- CHALLENGE
Copy the listing word for word, starting with the line that contains "It would be wonderful if you could pinpoint the white" and going on through the line that contains "225;184;369;301". Leave the pictures out of your copy.

Start of EXTRACTED RECORDS

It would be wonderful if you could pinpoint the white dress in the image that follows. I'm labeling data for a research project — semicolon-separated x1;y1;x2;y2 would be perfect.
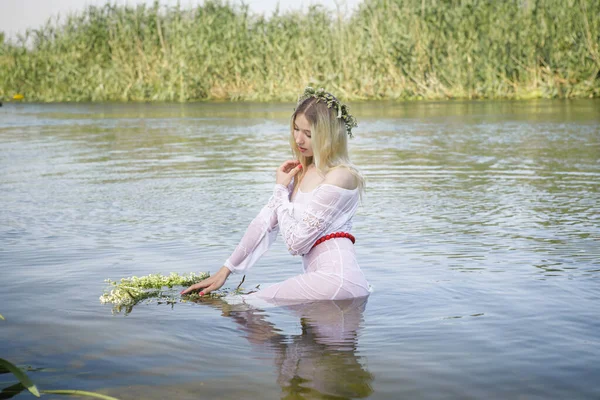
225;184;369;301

End of EXTRACTED RECORDS
Start of EXTRACTED RECORDS

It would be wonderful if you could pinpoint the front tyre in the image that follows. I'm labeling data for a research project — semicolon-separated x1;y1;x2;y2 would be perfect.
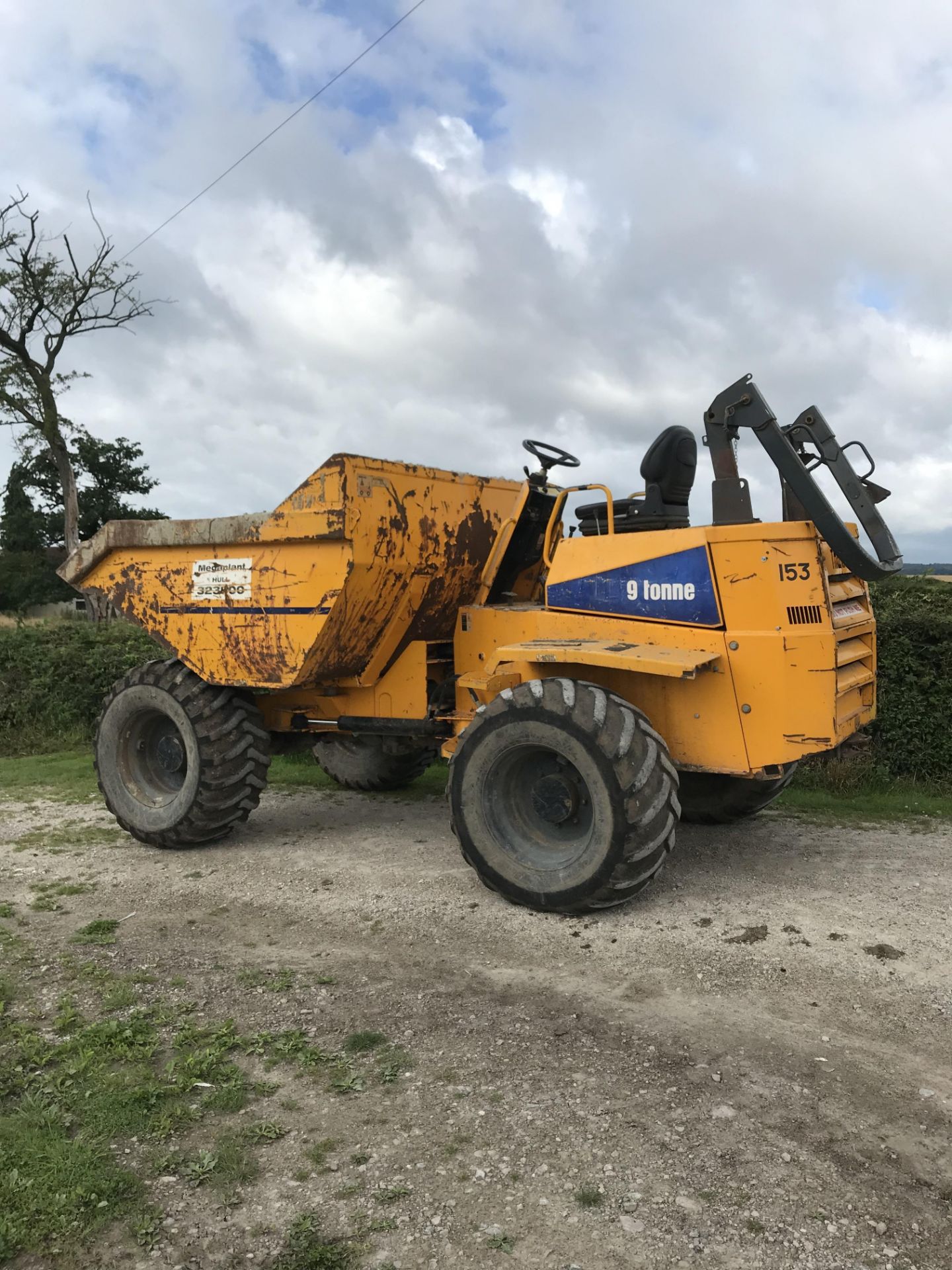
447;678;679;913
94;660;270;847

End of EXTRACTED RECORDS

- OUTPUT OF THE TASK
It would be wonderful if you could pinpoint the white dress in the image that follows. I'm labeling data for a research project — semicolon-separated x1;y1;x2;y2 would be perfect.
225;184;369;301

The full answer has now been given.